-------- Data section
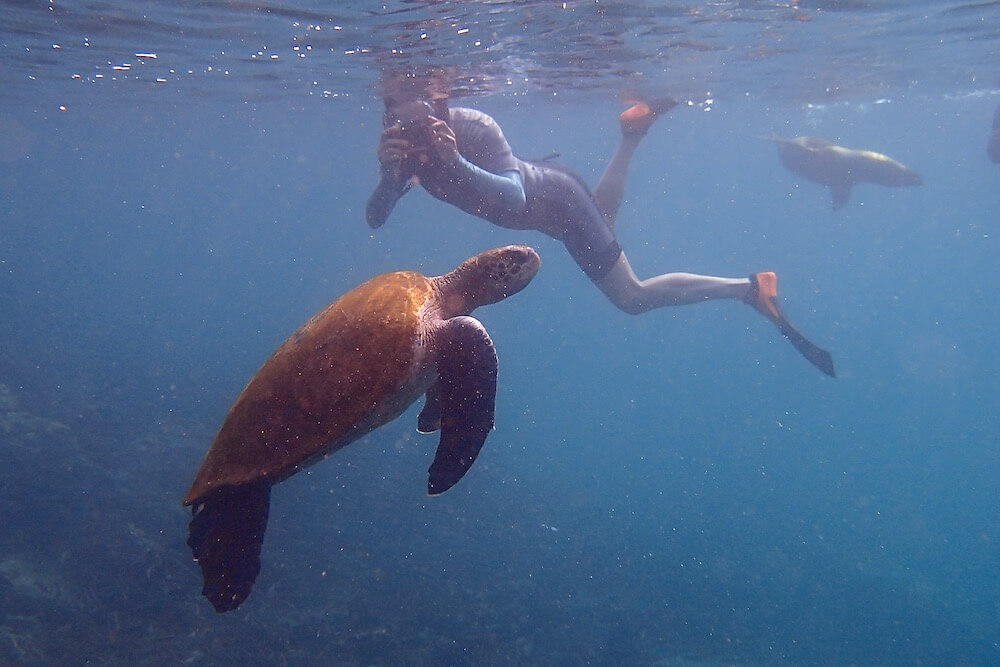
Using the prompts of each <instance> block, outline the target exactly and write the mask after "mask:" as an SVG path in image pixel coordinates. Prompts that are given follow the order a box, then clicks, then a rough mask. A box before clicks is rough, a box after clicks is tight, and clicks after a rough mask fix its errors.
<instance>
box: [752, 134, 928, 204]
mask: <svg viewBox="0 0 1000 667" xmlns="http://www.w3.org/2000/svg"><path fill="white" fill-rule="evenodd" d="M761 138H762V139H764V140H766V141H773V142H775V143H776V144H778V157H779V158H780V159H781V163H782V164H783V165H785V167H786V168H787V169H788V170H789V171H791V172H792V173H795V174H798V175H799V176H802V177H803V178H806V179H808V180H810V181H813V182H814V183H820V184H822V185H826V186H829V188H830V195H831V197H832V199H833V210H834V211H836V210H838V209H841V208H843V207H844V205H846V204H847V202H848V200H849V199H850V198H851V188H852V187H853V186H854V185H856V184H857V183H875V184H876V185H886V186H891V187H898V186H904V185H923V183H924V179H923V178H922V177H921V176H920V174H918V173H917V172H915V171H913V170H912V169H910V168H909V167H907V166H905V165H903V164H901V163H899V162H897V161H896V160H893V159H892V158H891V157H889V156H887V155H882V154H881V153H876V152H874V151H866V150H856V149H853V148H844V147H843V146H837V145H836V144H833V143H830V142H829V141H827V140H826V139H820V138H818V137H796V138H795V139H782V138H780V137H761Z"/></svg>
----------------
-------- Data section
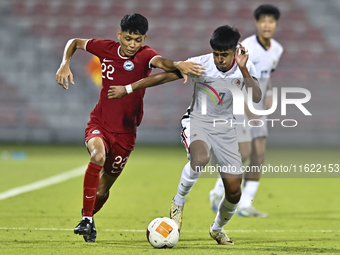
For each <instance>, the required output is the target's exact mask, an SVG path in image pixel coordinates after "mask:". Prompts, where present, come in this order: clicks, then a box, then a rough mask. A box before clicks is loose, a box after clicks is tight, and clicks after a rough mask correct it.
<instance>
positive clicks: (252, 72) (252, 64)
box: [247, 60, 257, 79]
----------------
**About this exercise**: Whenever the word "rough" appears in a line of the listing, copy out that line.

**Reply to the task**:
Using the prompts of each <instance> block, outline the target exactly and write the mask after "mask:" as an SVG path in image pixel coordinates. Prompts that are given follow the order a box, then clicks, then a rough mask. A box before clicks is rough, a box after clicks is tight, and clicks after a rough mask fix its errors.
For each <instance>, the required output is the target's exact mask, an SVG path in image pixel coordinates after "mask:". Prompts, where present, come in this order: clicks, then a box, then a rough mask. A box before clicks is loose, a box after clicks is tight, and clicks after a rough mask correct it.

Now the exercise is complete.